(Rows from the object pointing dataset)

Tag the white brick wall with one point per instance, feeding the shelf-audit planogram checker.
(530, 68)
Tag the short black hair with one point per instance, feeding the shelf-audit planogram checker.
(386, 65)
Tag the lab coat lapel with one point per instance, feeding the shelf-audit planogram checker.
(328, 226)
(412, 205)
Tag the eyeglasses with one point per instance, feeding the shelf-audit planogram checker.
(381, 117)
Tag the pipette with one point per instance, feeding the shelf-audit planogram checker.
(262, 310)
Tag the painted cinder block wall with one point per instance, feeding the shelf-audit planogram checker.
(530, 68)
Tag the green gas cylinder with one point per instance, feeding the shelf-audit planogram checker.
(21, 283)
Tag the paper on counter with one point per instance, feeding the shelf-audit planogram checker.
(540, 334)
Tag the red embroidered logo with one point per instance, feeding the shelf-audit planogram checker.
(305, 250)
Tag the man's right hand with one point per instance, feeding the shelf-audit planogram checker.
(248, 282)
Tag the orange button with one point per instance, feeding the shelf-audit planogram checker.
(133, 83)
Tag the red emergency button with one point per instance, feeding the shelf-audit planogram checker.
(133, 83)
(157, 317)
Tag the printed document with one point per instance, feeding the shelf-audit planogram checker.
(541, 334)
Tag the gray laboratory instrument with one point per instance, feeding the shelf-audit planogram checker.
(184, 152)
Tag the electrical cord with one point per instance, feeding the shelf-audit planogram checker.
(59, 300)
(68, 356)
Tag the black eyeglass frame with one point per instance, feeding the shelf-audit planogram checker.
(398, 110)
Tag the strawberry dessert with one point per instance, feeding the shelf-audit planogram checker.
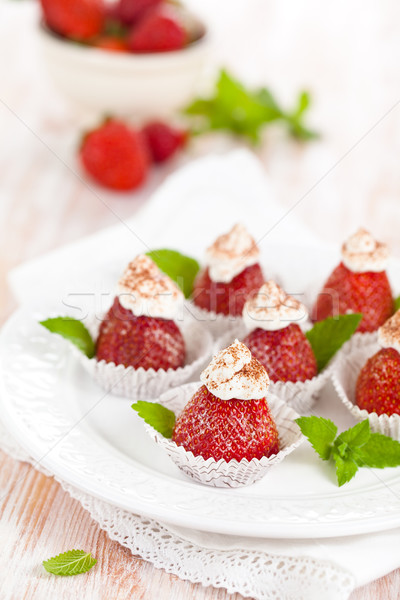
(115, 155)
(378, 384)
(139, 329)
(232, 273)
(76, 19)
(228, 417)
(359, 284)
(275, 337)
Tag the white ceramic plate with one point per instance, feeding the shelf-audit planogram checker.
(97, 443)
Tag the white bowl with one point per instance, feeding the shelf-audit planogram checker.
(119, 83)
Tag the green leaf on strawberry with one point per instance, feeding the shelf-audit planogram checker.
(73, 562)
(356, 447)
(328, 336)
(244, 112)
(321, 434)
(180, 268)
(157, 416)
(72, 330)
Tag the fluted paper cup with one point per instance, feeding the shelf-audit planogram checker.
(144, 384)
(222, 473)
(353, 357)
(299, 395)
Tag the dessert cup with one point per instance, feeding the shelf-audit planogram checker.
(351, 360)
(142, 384)
(221, 473)
(301, 396)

→ Goal
Copy out the part of the items that opens with the line containing "Tag the strawberry" and closes with the last line of the items, keeping every line and shifting each point coordinate up by 78. Leave the pictures out.

→ Solution
Tag the strawberry dessert with one point per instance, feeding the shelf-audit planogram checker.
(193, 233)
(456, 462)
(217, 407)
(310, 351)
(154, 97)
(306, 495)
(437, 362)
(353, 415)
Tag the white ceramic plate with one point per instance, feeding the shelf-audit planogram checker.
(175, 521)
Tag the white bowl with one point per instance, feeding the shelf-audit planogram checker.
(197, 161)
Tag the green leaf on strawberry with one point per instance, feeding the shelf-audit planogram checker.
(151, 640)
(434, 525)
(406, 414)
(322, 190)
(399, 512)
(258, 346)
(235, 494)
(150, 408)
Tag the fluted paper cup with one point per instance, feeding the shelf-audit planogram checker.
(222, 462)
(300, 551)
(431, 435)
(377, 473)
Tag the dessert cup with one point per instance, feeding the shelf-audit planogram checker.
(429, 438)
(220, 462)
(299, 551)
(379, 474)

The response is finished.